* _What is expected_:
Every record should be written out exactly, with the pictures left out.

* _Task data_:
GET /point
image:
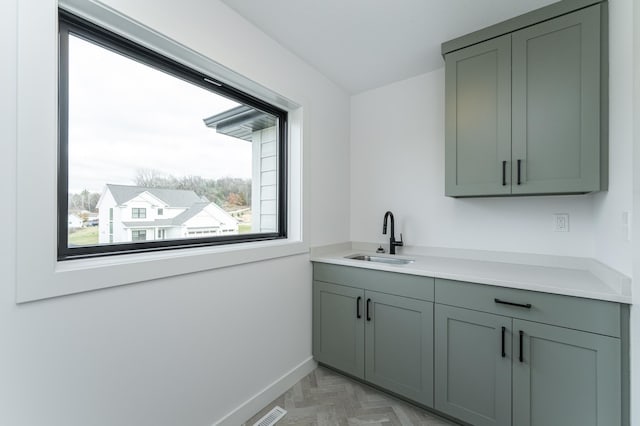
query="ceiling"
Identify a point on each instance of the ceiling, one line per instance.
(363, 44)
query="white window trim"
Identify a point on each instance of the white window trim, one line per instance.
(39, 274)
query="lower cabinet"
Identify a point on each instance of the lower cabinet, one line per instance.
(384, 339)
(399, 345)
(498, 370)
(565, 377)
(473, 366)
(486, 355)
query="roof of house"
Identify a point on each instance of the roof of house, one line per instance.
(172, 197)
(189, 213)
(240, 122)
(179, 220)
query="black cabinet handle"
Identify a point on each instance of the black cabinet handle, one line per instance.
(504, 173)
(520, 305)
(521, 339)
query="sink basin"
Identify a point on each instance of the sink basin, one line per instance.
(380, 259)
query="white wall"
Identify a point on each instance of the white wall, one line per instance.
(185, 350)
(611, 244)
(635, 314)
(397, 164)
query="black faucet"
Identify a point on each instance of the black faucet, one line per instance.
(392, 240)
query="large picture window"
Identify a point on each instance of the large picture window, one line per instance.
(147, 142)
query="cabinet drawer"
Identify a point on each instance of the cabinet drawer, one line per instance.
(413, 286)
(595, 316)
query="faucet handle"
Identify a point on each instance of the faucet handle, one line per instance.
(397, 243)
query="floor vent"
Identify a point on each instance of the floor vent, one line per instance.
(271, 417)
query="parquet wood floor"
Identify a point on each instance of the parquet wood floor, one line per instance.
(326, 398)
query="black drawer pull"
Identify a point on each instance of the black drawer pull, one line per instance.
(504, 173)
(521, 339)
(521, 305)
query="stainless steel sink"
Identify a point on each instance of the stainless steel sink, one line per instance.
(380, 259)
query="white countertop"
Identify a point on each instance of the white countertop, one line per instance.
(567, 276)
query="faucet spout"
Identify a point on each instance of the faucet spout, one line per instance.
(392, 237)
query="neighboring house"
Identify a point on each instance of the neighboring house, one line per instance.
(74, 222)
(259, 128)
(135, 213)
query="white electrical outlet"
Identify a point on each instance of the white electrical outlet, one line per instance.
(561, 222)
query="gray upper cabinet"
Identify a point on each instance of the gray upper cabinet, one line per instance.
(556, 105)
(478, 119)
(523, 110)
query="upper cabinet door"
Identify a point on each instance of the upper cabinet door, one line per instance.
(478, 119)
(556, 105)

* _Written solution_:
GET /point
image:
query="ceiling"
Identify a point on each instance of the ceiling, one line per instance.
(363, 44)
query="white window trim"
Identify a point on each instance of the white window trim, one line per instance.
(39, 274)
query="lower cabinet"
Identify a point on each instance of the lower cabinet, one line per instance.
(384, 339)
(399, 345)
(498, 370)
(565, 377)
(473, 366)
(486, 355)
query="roof of house"
Identify a point on each instance of the roof of house, one line per instance.
(172, 197)
(189, 213)
(240, 122)
(179, 220)
query="black cabinet handle"
Identify a point on each instance of the black cabinet handle, one line per instance.
(504, 173)
(520, 305)
(521, 339)
query="sink basin"
Identify a point on each instance of the sink basin, one line per instance.
(380, 259)
query="white wall"
Identify a point on each instance of the white wall, one line per instance.
(185, 350)
(611, 244)
(635, 314)
(397, 164)
query="black faucet"
Identify a point on each instance of the black faucet, one line per instance.
(392, 240)
query="large picture window"
Identify a point on each instance of the large picture window, one line per instance.
(147, 142)
query="cabinet drawer"
Identify a point on each instance of the cabinet drawer, one line per instance.
(413, 286)
(595, 316)
query="faucet handle"
Identify a point on each instance of the faucet handle, one line per instance.
(397, 243)
query="floor vent"
Identify a point on each instance of the floor vent, one line per instance.
(271, 417)
query="parquet wood floor"
Identify a point on each instance of the parquet wood floor, one line per instance.
(326, 398)
query="black drawer pull"
Identify a point on each instance of the black drawer pull, one line per instance.
(504, 173)
(521, 339)
(521, 305)
query="stainless steel sink"
Identify a point on each instance of the stainless steel sink, one line per instance.
(380, 259)
query="white countertop"
Identify a point on each instance of the white countertop, one line per instance.
(567, 276)
query="faucet spout"
Identify a point on each instance of the faucet spout, one line per instance.
(392, 237)
query="neighboring house"
Identify a point on each instance of the neighboring house, one line per instance.
(74, 222)
(259, 128)
(135, 213)
query="white electrical outlet"
Identify a point on each instance of the white electrical outlet, one line per instance.
(561, 222)
query="gray upper cabinet"
Identify a point on each instance of the gray upper cabinet, one line per instance.
(556, 105)
(478, 119)
(523, 110)
query="upper cabinet door"
Identify a point on each instance of the upper cabinet door, one line per instance.
(478, 119)
(556, 105)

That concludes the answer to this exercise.